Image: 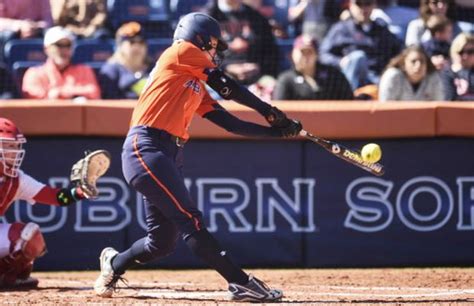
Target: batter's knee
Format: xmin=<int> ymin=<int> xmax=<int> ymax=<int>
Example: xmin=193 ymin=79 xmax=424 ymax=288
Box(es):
xmin=0 ymin=222 xmax=46 ymax=285
xmin=147 ymin=222 xmax=178 ymax=258
xmin=8 ymin=222 xmax=46 ymax=261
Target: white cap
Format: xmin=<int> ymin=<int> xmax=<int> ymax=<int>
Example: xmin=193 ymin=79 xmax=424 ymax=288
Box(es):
xmin=44 ymin=26 xmax=76 ymax=47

* **Given task**
Revise all the records, replacing every "Target" with "Label" and keeping every other line unchanged, and leave out the pictures.

* **Result for this task**
Image: 
Label: batter's knee
Format: xmin=<int> ymin=<int> xmax=<int> ymax=<int>
Example: xmin=193 ymin=79 xmax=424 ymax=288
Box(es):
xmin=0 ymin=222 xmax=46 ymax=285
xmin=147 ymin=222 xmax=178 ymax=258
xmin=8 ymin=222 xmax=46 ymax=261
Label: white cap
Format: xmin=<int> ymin=<int> xmax=<int> ymax=<int>
Example: xmin=193 ymin=79 xmax=424 ymax=288
Box(es):
xmin=44 ymin=26 xmax=76 ymax=47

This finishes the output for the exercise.